Given instruction:
Reproduce all of the data below line for line, without changing a word, and leave the pictures out.

======== Exercise inputs ========

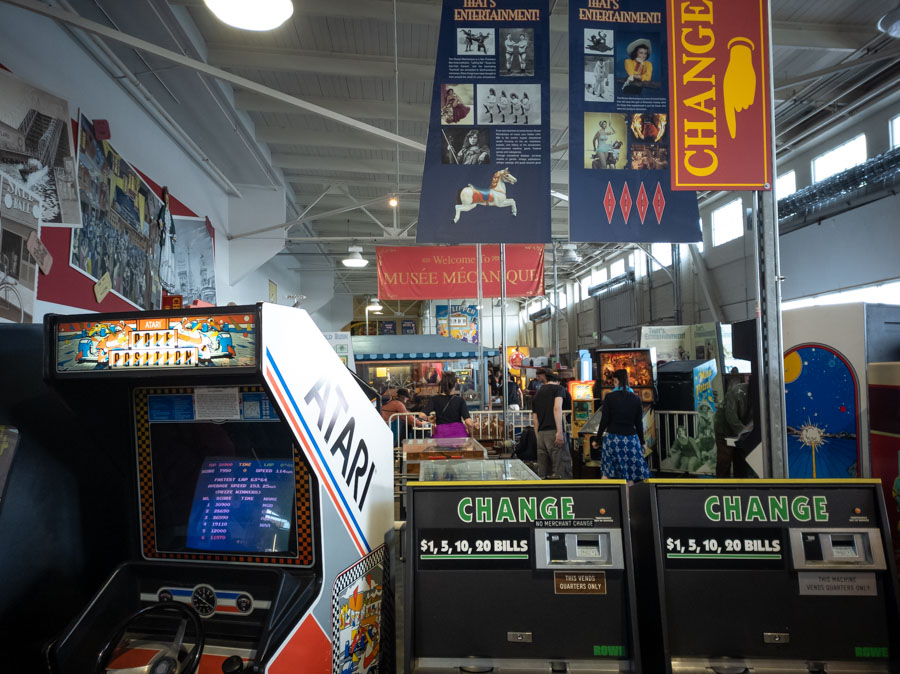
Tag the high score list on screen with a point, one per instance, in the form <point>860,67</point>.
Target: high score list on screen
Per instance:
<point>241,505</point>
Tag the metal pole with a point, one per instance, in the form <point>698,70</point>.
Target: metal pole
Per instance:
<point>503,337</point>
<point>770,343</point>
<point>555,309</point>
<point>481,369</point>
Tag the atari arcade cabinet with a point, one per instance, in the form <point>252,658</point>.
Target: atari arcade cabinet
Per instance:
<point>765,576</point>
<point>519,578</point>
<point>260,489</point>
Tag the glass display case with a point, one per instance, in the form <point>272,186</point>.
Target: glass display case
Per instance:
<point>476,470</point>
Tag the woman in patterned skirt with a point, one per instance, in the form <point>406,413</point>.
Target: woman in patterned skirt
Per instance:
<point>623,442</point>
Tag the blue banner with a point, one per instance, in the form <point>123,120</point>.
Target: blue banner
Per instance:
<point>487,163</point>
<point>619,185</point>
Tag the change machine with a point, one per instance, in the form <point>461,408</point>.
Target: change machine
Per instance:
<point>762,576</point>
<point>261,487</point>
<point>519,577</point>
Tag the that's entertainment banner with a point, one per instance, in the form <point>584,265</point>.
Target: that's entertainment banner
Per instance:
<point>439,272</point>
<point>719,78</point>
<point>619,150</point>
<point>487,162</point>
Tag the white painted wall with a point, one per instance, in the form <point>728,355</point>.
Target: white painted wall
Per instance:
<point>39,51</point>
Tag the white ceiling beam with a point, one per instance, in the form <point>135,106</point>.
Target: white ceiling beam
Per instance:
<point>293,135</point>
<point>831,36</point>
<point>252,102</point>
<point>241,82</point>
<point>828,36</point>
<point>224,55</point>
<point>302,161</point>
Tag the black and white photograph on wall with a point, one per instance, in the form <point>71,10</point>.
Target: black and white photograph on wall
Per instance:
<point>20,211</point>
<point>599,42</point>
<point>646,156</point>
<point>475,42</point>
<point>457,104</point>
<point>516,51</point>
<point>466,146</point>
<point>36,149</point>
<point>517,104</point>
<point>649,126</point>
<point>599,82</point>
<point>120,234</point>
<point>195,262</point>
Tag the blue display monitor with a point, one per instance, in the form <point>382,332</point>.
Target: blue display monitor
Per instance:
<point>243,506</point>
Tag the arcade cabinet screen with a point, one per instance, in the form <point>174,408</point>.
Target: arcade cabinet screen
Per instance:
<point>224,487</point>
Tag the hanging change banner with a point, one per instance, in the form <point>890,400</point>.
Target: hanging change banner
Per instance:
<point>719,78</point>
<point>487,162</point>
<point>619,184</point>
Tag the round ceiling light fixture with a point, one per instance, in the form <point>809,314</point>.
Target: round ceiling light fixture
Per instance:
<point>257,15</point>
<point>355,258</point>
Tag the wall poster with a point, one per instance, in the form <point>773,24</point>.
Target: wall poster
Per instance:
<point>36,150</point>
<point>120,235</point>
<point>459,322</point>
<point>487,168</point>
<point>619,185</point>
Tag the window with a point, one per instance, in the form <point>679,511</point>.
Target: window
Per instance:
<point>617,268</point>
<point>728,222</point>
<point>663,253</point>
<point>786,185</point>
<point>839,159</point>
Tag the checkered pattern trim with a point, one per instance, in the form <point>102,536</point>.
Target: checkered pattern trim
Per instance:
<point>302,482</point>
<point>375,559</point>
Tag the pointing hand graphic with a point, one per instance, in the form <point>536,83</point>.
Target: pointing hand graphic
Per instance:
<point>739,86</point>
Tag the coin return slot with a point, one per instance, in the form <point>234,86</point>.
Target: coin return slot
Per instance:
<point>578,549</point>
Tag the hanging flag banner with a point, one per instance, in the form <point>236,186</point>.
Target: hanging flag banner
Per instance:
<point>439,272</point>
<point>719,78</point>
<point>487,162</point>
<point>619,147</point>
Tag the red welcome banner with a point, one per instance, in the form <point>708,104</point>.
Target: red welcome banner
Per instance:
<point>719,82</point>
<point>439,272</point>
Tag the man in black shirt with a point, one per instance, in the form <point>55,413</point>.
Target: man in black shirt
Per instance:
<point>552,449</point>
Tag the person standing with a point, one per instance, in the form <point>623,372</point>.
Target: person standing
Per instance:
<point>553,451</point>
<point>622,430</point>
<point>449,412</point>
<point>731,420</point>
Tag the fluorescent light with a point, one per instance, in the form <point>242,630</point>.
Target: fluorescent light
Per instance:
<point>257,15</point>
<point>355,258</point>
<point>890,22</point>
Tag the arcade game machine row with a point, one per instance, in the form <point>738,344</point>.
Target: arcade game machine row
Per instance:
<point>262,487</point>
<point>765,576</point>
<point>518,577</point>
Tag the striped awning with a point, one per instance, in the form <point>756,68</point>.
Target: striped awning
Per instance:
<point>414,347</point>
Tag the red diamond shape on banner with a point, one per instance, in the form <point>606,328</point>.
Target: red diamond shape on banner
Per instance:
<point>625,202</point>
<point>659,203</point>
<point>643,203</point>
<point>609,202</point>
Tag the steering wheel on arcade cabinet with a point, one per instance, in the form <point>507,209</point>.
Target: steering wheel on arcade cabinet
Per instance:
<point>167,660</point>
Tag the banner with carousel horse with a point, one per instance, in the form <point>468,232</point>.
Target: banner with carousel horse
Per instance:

========

Task output:
Tag the high score list on screen with a point, one per instance, in the form <point>860,67</point>.
Target: high score list on screen
Per instance:
<point>241,505</point>
Tag the metal pole with a point, one per instance, in the form <point>698,70</point>.
Target: metal pole
Per instance:
<point>503,337</point>
<point>770,343</point>
<point>555,309</point>
<point>481,369</point>
Tag the atari arcade cabinet with a point, one per instance, in the form <point>252,658</point>.
Target: atari arcade cabinet
Per instance:
<point>765,576</point>
<point>519,578</point>
<point>260,489</point>
Tag the glass display case with a point, one per instance, in the form <point>272,186</point>.
Target: glass display case
Per instance:
<point>476,470</point>
Tag the woman in patterned skirt with a point, one per instance, in the form <point>406,413</point>.
Target: woman in patterned skirt
Per instance:
<point>623,442</point>
Tag the blue banner with a point, one per instance, in the form <point>123,120</point>.
Target: blue banner
Per instance:
<point>487,163</point>
<point>619,185</point>
Tag the change machine with a point, one per instance, in the form <point>461,408</point>.
Target: change machine
Per instance:
<point>762,576</point>
<point>261,487</point>
<point>519,577</point>
Tag the that's entertainment banner with a point, one per instance, in the form <point>584,265</point>.
Target: that's entertainment banner
Per instance:
<point>439,272</point>
<point>719,78</point>
<point>619,150</point>
<point>487,162</point>
Tag the white painted wall with a point, one per instance, in the form <point>728,355</point>.
Target: white painted wall
Per instance:
<point>39,51</point>
Tag the white ceiling beam with a point, one per instance, in the form <point>135,106</point>.
Target: white ceiling beam
Per instance:
<point>293,135</point>
<point>831,36</point>
<point>252,102</point>
<point>241,82</point>
<point>828,36</point>
<point>224,55</point>
<point>302,161</point>
Tag the black and white photograph on wall with a point, one per instance, in the form <point>71,10</point>.
Target: black and white photograph on wall
Per instance:
<point>20,211</point>
<point>599,42</point>
<point>646,156</point>
<point>475,42</point>
<point>457,104</point>
<point>516,51</point>
<point>466,146</point>
<point>36,149</point>
<point>517,104</point>
<point>649,126</point>
<point>599,82</point>
<point>120,234</point>
<point>195,262</point>
Tag the blue display monitor with a point, one per instance, in the form <point>382,332</point>.
Target: blue display monitor
Per instance:
<point>243,506</point>
Tag the arcade cabinet screen with a point, one per instance, in the form <point>174,408</point>.
Target: arcade cabinet screen
Per instance:
<point>224,487</point>
Tag the hanging change banner with a point, one per instance, in the form <point>890,400</point>.
Target: hanging change banner
Per instance:
<point>719,78</point>
<point>487,162</point>
<point>619,184</point>
Tag the round ceiling light fixture with a point, one per instance, in the form <point>809,314</point>.
Target: round ceiling light fixture
Per instance:
<point>257,15</point>
<point>355,258</point>
Tag the wall poster with a point, one per instance, in the form <point>773,24</point>.
Target: wall poster
Per instance:
<point>36,150</point>
<point>120,235</point>
<point>459,322</point>
<point>487,168</point>
<point>619,185</point>
Tag the window with a point, one per instance, in the form <point>679,511</point>.
Target: window
Per instance:
<point>617,268</point>
<point>728,222</point>
<point>663,253</point>
<point>786,185</point>
<point>839,159</point>
Tag the checkered pattern trim with a point, one per instance, in the form <point>102,536</point>.
Target: checkered pattern trim
Per instance:
<point>302,482</point>
<point>375,559</point>
Tag the pointing hand graphic with a point, one per instance, in the form <point>536,83</point>.
Target: pointing hand graphic
Per instance:
<point>739,86</point>
Tag the coin return slot with a point, one per instance, in the form <point>234,86</point>.
Target: coin return slot
Per instance:
<point>578,549</point>
Tag the hanging flag banner with a point, one per instance, in the form <point>236,186</point>.
Target: hanging flag banner
Per instance:
<point>439,272</point>
<point>719,78</point>
<point>487,162</point>
<point>619,147</point>
Tag the red welcome banner with a point, one per instance, in the form <point>708,104</point>.
Target: red welcome banner
Per instance:
<point>719,82</point>
<point>439,272</point>
Tag the man in black shirt with a point, one per instance, in the form <point>55,413</point>.
Target: man in black shirt
Per instance:
<point>552,449</point>
Tag the person standing with a point, one per instance, in the form <point>623,372</point>.
Target: person standing
Per instance:
<point>553,451</point>
<point>622,430</point>
<point>449,412</point>
<point>731,420</point>
Tag the fluorescent light with a point, one per instance, in the form <point>242,630</point>.
Target: fluorescent light
Per instance:
<point>257,15</point>
<point>355,258</point>
<point>890,22</point>
Tag the arcade game machine row with a point, one per instance, in the form <point>738,344</point>.
Target: arcade game machine row
Per instance:
<point>262,487</point>
<point>765,576</point>
<point>518,577</point>
Tag the striped awning with a point, one per instance, in the form <point>756,68</point>.
Target: striped awning
Per instance:
<point>414,347</point>
Tag the red diamond shape on banner with a point, one per instance, in the form <point>606,328</point>.
Target: red diamond shape on banner
Per instance:
<point>625,202</point>
<point>659,203</point>
<point>643,203</point>
<point>609,202</point>
Tag the steering wheel on arcade cabinet with a point, one per instance, in the form <point>507,209</point>.
Target: steering wheel on arcade cabinet
Per instance:
<point>167,660</point>
Tag the banner with carousel horse with a point, one per instance, in the form <point>468,232</point>.
Target: banner with carousel horse
Per instance:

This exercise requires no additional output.